En Los Teques, los pobres y los ricos vivían en armonía. El respeto, natural, por las diferencias tendía una alfombra roja para el ciudadano. Cualquier familia pobre tenía el derecho de soñar que, tras el esfuerzo y trabajo, iban a profesionalizar a su prole para que no pasaran los apuros de ellos. Cuando se desató la codicia, se hizo al lado la moral, para pasar a engrosar las listas de un partido. Color que resultara vencedor, favorecía a sus acólitos y estos, falsos de sí, no miraron más, que la suma de un cheque de quince y último, sin olvidar, los rebusques. Como dice Mikel De Viana, “Los valores de la laboriosidad, racionalidad, productividad, no han encontrado suelo fecundo en nuestra cultura” (p.15) Para ser concejal, no se pedían estudios sino garganta y vistosidad “para pintar verdades”. Pronto, los liceos nocturnos se vieron abandonados por quienes, encontraron en el dinero fácil, la miel de sus ambiciones.
Como las masas llegaron para quedarse, es inútil que se pueda hacer política sin ellas. Ese ha sido el error de quienes, de tanto pensar estrategias para combatirlos, se les ha chamuscado la cabeza y no se dan cuenta de que la vida cotidiana, y sus dolores, podían tomar el paso sobre los proyectos de futuro. El peligro que corren esos proyectos fundados sobre el combate de la utopía, siempre acaban por adoptar sus modos y sus modas sobre todo la de apelar a las todavía nonatas generaciones futuras: en nombre de las cuales hay que sacrificar las generaciones presentes. Esto hace que se vuelva al circo de la espera, donde el hastío es el único que promete una muerte feliz y sin dolientes,
Siento una simpatía natural por todos esos personajes que conocen el lado oscuro de la vida sin caer en la amargura o la venganza, porque ellos no viven a expensas de la abundancia. Valoro en ellos su forma de agradecer, el modo cordial como celebran la entrada de una “fuercita” para el trago, el cigarrillo o un café mañanero. Por eso son dignos de recibir, por la manera como lo hacen siempre, con el mismo espíritu de soltura y libertad. “La india Rosa” (p. 86)

□ □ □ □ □ □ □

→ Requisitos de la tarea
Responde, por favor, estas preguntas sobre el texto proporcionado:
(a) ¿Qué se pedía para ser concejal en lugar de estudios?
(b) ¿En nombre de quiénes hay que sacrificar a las generaciones presentes?
(c) ¿Para qué celebran esos personajes la entrada de una "fuercita"?

→ Extractos de datos
□ □ □ □ □ □ □

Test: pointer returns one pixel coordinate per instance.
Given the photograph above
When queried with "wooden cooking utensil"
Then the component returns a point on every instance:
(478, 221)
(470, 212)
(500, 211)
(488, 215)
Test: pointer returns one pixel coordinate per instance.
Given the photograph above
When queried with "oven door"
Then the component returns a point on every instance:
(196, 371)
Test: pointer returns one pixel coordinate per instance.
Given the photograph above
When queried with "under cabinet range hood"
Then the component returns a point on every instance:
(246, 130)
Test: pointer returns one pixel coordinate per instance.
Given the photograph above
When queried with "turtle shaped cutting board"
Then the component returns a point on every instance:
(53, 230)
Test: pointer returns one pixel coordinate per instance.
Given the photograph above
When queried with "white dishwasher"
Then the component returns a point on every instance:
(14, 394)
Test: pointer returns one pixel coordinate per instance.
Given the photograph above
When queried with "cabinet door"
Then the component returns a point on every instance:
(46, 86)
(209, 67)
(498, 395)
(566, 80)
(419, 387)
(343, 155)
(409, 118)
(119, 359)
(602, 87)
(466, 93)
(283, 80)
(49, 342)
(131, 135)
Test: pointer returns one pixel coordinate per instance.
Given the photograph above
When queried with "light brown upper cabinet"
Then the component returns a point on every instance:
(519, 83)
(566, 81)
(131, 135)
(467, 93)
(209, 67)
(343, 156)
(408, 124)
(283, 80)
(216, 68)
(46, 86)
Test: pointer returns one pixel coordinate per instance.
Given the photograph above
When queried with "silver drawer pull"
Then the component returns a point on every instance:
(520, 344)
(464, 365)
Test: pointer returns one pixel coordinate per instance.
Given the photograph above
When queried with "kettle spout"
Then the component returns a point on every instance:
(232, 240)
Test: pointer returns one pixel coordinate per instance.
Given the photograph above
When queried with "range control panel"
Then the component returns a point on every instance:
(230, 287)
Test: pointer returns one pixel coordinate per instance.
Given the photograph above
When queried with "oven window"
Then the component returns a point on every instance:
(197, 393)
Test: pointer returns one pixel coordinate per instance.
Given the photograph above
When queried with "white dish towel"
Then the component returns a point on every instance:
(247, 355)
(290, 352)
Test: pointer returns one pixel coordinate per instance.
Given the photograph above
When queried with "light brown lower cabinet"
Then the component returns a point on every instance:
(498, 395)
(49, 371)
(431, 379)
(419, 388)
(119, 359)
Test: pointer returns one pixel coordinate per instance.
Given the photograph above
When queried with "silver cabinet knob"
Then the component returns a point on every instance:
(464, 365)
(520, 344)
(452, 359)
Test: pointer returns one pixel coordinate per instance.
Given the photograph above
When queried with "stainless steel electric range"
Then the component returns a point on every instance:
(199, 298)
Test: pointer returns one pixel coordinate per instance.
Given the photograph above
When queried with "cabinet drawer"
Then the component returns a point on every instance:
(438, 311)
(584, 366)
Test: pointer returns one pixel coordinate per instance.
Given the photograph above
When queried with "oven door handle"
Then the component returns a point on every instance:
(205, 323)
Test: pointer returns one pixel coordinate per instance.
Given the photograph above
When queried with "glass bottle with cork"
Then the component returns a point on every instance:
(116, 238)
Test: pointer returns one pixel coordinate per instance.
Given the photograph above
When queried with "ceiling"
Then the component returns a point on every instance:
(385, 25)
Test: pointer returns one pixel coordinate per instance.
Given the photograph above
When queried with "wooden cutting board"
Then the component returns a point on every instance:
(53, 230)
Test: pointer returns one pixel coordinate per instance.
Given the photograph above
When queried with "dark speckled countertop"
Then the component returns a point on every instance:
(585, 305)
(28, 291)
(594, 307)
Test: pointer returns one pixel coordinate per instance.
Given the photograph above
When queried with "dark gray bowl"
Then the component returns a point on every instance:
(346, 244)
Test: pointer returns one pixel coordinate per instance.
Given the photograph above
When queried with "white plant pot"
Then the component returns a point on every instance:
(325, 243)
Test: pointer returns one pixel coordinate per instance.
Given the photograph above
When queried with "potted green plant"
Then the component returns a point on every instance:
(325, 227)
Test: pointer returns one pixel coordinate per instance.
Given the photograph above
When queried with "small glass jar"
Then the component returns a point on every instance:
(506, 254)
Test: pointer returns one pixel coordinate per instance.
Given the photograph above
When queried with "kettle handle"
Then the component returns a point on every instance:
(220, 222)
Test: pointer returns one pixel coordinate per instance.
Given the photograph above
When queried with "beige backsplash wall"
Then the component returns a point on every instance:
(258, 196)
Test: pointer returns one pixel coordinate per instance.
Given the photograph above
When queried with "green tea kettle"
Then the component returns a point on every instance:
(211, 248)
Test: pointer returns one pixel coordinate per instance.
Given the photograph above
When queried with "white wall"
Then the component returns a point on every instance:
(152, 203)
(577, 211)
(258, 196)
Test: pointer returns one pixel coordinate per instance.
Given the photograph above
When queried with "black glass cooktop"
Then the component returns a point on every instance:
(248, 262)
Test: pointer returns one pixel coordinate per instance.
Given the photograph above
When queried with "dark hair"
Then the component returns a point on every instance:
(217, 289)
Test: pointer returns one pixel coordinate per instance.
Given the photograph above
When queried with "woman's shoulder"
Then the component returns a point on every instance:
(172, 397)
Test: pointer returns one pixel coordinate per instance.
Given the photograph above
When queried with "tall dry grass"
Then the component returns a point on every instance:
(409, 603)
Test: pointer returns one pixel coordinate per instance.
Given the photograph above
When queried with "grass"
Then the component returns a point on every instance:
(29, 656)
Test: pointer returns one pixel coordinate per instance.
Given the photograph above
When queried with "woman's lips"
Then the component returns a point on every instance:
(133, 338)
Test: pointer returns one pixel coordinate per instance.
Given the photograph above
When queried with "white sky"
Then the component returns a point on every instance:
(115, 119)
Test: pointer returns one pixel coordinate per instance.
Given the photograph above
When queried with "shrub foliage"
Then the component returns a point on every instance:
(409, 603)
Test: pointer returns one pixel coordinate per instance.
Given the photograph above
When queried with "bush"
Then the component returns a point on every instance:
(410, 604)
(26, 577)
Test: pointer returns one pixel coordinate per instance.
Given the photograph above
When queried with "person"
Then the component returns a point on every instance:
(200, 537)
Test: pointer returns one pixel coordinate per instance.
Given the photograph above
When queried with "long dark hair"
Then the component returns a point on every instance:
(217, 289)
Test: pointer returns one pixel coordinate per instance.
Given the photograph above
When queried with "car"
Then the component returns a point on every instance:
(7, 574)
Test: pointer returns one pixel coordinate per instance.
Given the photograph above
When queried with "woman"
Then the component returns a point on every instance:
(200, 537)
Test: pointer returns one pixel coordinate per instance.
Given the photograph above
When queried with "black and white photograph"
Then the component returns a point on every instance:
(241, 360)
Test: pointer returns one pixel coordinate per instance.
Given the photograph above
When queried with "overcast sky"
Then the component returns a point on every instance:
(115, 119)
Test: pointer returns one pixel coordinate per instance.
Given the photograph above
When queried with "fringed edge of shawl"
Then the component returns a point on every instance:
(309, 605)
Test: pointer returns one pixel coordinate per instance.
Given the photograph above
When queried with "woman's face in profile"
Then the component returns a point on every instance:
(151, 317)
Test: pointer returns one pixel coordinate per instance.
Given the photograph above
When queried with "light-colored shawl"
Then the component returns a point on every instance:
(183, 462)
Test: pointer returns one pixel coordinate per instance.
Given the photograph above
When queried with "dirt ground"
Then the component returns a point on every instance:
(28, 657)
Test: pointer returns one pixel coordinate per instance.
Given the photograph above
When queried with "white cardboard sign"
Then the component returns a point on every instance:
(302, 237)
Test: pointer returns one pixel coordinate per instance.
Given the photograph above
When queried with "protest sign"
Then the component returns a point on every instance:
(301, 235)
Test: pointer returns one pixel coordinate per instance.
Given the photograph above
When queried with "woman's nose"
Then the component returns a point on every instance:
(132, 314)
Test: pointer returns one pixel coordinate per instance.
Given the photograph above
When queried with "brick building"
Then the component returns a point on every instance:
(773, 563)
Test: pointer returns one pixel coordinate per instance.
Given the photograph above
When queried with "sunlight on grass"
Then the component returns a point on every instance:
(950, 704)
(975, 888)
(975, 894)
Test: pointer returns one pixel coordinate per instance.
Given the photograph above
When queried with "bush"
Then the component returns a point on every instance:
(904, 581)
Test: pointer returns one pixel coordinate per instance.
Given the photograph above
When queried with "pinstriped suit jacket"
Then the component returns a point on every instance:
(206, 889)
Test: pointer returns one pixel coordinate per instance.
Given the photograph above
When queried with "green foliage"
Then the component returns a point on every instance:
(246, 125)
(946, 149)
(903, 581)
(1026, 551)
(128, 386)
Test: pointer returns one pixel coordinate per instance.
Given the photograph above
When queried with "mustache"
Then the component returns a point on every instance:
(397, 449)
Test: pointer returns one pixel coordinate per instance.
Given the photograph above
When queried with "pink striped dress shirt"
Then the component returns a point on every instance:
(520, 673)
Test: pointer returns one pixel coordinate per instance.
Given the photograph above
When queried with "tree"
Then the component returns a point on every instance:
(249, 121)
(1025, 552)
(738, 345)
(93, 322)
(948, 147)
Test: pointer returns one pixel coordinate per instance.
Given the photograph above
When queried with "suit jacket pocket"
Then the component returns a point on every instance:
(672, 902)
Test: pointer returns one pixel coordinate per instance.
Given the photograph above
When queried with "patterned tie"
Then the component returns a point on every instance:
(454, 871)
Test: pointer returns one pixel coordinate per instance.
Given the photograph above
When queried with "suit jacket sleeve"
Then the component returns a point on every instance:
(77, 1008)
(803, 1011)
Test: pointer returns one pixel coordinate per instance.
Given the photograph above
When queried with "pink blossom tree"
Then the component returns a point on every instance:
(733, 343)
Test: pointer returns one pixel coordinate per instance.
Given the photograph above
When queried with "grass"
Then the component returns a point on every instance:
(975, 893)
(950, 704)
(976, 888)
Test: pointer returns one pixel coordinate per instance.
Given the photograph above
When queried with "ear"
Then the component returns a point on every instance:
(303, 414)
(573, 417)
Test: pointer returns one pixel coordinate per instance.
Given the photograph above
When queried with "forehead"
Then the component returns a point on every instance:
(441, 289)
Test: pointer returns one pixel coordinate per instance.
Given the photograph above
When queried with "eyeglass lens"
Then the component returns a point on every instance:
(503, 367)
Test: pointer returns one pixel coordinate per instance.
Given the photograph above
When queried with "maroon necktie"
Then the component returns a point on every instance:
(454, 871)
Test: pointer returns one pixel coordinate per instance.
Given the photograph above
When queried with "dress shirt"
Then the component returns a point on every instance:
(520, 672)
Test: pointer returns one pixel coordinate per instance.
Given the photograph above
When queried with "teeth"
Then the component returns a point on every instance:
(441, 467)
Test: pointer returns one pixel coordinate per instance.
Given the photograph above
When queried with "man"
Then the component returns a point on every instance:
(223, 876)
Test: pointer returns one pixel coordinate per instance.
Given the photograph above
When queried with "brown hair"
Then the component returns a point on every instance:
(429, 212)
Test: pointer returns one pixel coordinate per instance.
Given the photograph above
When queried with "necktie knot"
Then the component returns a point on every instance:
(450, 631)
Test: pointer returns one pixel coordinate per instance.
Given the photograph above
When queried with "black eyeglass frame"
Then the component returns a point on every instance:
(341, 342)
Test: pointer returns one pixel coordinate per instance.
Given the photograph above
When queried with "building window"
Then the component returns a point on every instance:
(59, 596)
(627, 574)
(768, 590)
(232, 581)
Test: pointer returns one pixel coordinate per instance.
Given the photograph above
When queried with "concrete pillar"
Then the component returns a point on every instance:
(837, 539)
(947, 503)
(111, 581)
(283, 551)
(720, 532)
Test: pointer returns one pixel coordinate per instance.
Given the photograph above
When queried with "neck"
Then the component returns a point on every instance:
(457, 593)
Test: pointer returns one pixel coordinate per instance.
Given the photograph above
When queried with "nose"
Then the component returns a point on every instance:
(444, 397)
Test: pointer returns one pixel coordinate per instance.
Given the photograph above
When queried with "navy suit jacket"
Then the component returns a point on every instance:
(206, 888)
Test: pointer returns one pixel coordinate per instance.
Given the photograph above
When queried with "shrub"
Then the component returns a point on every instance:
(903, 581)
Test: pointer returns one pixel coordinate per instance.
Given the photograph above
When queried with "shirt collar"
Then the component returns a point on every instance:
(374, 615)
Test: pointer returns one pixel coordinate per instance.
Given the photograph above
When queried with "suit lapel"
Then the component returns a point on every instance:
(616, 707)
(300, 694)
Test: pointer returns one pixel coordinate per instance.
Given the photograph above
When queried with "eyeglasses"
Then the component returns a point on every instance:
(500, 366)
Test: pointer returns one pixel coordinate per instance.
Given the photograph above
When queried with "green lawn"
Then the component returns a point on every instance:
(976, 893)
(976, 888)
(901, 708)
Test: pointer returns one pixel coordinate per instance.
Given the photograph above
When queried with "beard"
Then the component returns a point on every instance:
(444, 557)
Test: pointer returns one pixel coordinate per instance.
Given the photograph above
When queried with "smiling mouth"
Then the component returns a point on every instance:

□ □ □ □ □ □ □

→ Respuesta al ejercicio
(a) Garganta y vistosidad "para pintar verdades".
(b) En nombre de las todavía nonatas generaciones futuras.
(c) Para el trago, el cigarrillo o un café mañanero.